═══ Supplied material

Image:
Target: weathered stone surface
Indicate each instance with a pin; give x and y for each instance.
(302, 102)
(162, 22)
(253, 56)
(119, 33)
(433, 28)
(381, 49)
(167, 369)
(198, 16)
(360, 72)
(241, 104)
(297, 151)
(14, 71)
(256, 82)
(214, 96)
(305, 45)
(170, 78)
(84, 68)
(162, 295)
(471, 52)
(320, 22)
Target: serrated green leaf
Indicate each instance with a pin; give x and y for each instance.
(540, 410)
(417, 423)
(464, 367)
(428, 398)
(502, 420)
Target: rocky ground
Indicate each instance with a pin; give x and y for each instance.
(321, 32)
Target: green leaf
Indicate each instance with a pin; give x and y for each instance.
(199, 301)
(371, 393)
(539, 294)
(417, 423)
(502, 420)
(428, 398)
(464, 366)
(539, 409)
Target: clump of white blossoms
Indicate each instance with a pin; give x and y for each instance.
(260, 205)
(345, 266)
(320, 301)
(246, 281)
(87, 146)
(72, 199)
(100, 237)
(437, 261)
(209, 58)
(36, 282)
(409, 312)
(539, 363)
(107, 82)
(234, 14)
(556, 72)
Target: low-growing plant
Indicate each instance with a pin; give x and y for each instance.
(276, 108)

══════
═══ Supplied material

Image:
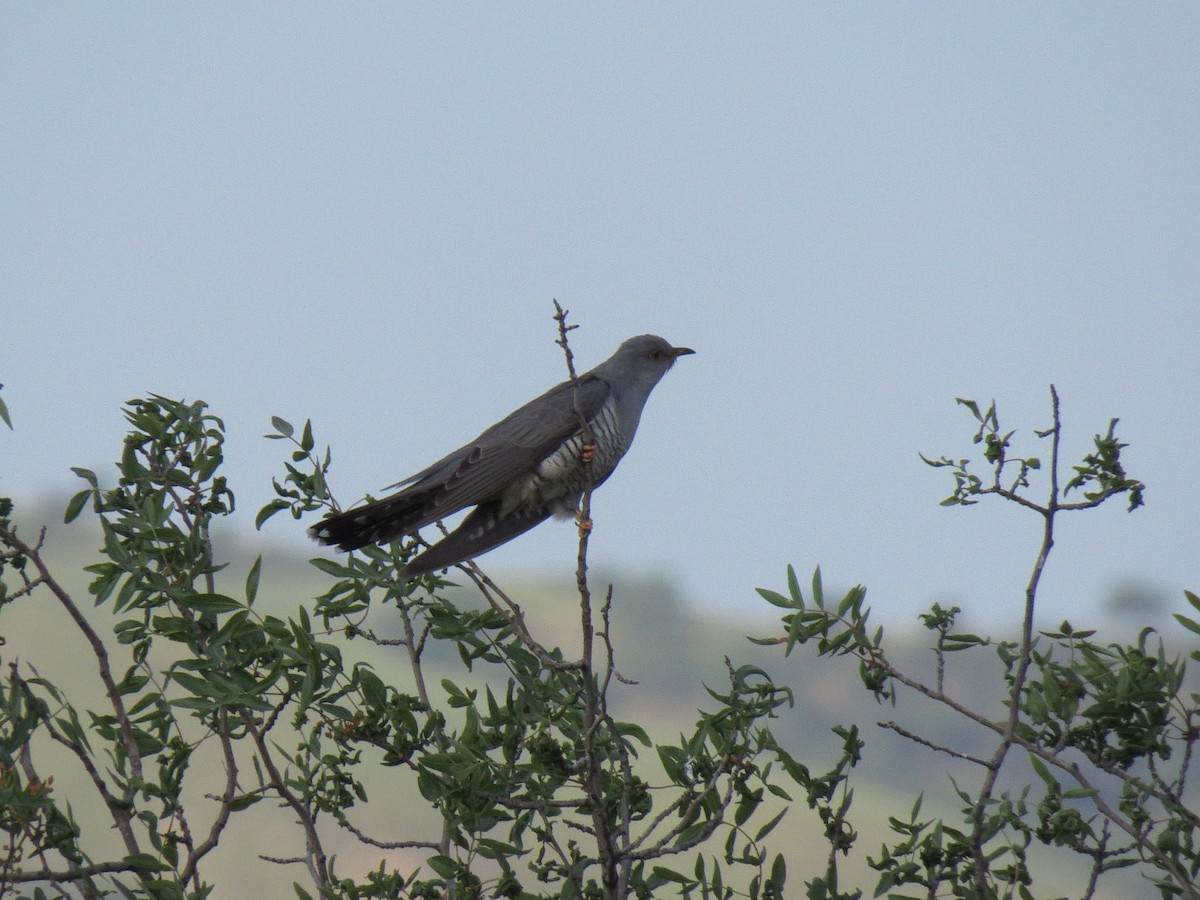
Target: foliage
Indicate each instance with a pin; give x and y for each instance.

══════

> _What you have to do_
Apply a filter for "leaf" to the data above, then copy each line that matches.

> _Response below_
Target: serrated green leaf
Target: green leaf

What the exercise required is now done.